→ **GIVEN INFORMATION**
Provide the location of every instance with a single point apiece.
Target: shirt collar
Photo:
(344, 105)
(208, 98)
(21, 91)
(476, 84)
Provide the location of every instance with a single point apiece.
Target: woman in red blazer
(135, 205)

* * *

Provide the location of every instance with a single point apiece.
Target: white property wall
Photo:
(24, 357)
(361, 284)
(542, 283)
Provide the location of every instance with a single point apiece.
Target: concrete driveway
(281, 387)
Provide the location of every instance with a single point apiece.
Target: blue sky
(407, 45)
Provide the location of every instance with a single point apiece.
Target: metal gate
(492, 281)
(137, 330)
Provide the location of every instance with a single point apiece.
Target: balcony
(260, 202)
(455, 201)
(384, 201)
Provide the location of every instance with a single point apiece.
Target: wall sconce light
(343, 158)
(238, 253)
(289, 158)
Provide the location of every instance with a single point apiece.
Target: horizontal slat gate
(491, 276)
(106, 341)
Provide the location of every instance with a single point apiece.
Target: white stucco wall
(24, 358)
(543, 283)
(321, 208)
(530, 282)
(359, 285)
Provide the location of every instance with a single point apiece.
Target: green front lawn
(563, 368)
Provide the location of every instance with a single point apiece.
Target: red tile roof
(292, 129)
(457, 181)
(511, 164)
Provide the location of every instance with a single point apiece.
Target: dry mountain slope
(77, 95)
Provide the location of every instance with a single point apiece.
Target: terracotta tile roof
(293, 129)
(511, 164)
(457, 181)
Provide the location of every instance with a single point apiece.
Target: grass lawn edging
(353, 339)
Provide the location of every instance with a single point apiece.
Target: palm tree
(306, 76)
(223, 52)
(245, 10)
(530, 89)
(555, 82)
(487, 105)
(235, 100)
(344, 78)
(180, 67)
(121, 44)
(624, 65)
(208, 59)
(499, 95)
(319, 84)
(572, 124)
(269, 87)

...

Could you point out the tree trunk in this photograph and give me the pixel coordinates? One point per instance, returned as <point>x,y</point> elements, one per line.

→ **DIRECTIVE**
Return every line of the records that contains the word "tile". Case counts.

→ **SOLUTION BELOW**
Target: red tile roof
Target: terracotta tile roof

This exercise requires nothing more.